▶ **Task brief**
All of the entries need to be printed again exactly; pictures are the only thing to omit.

*** Opening Exercise input ***

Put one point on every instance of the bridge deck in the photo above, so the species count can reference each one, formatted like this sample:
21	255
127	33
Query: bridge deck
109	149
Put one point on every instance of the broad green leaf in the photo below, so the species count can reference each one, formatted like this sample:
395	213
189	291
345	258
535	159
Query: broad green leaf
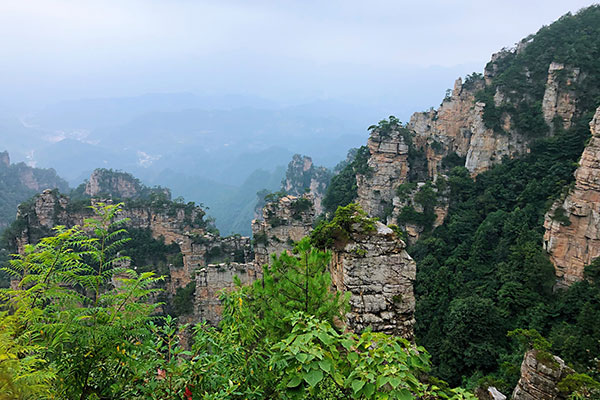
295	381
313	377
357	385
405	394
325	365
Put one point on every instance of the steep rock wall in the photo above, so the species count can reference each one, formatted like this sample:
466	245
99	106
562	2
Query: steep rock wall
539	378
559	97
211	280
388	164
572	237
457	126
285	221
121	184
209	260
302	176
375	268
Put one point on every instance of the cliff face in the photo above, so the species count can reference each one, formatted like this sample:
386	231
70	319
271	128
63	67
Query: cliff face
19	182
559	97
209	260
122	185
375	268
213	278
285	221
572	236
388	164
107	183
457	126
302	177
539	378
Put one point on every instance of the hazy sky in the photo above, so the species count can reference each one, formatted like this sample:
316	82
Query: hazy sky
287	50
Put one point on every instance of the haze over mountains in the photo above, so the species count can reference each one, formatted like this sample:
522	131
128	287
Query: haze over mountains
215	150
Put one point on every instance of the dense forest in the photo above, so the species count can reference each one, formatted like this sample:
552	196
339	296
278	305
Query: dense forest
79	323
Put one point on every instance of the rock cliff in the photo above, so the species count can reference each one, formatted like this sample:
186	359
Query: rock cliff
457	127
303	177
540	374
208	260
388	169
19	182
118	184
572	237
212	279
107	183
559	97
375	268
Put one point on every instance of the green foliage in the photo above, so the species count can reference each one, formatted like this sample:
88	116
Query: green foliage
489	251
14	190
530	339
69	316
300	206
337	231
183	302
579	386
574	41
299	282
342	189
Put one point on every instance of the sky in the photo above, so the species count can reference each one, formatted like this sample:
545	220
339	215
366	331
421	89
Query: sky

*** Closing Exercise input ***

▶ **Expected answer**
Put one point on every instance of the bridge deck in the photo above, so the species count can reference each one, formatted like this sample:
21	255
127	33
Query: bridge deck
109	149
Put one point on every instance of the broad green leaf in the photo below, so the species count can reference each one, formatted like this sample:
395	213
189	291
345	258
535	159
Query: broad green leaf
295	381
313	377
357	385
405	394
325	365
Put one point on every instance of the steep rock wall in the photo above, so the species count can reference each one, formatted like this sample:
466	245
99	106
562	2
Query: steep rock wall
539	378
559	97
211	280
388	164
572	237
457	126
285	221
121	184
209	260
302	176
375	268
Put one point on every instance of the cliff face in the photo above, so the species count can reference each one, formatted like this sample:
386	231
70	319
271	128
63	67
Query: cliff face
19	182
559	97
209	260
122	185
375	268
213	278
285	221
572	236
388	164
107	183
457	126
302	177
539	378
Put one point on every instance of the hazy sky in the photo above, so the species count can reference each one, formatted like this sample:
316	82
Query: hazy sky
287	50
Put one point on every instance of the haze over mountains in the photo above, so the species count can reference each one, formatted like this sample:
522	131
128	287
Query: haze over mountains
215	150
Put one point on every instance of the dense forest in the photo above, so the species count can reference each one, formatted like this sample:
552	196
339	296
278	305
Query: dense forest
79	323
Put one point on every instance of the rock cliff in the photo above, so the species count can reference each one, formatted like this sample:
186	359
Query: rock cliff
457	127
303	177
540	374
208	260
388	169
19	182
118	184
572	237
212	279
107	183
559	97
375	268
Put one point on every instance of the green foliage in the photo above, so the species count can reference each one, formatted like this sample:
88	116
Query: green foliage
489	251
14	190
530	339
69	316
300	206
337	231
183	302
579	386
574	41
299	282
342	189
Put one point on every instance of the sky in the photo above, so the species count can reference each one, formatted like this sample:
545	220
339	215
366	331
421	89
Query: sky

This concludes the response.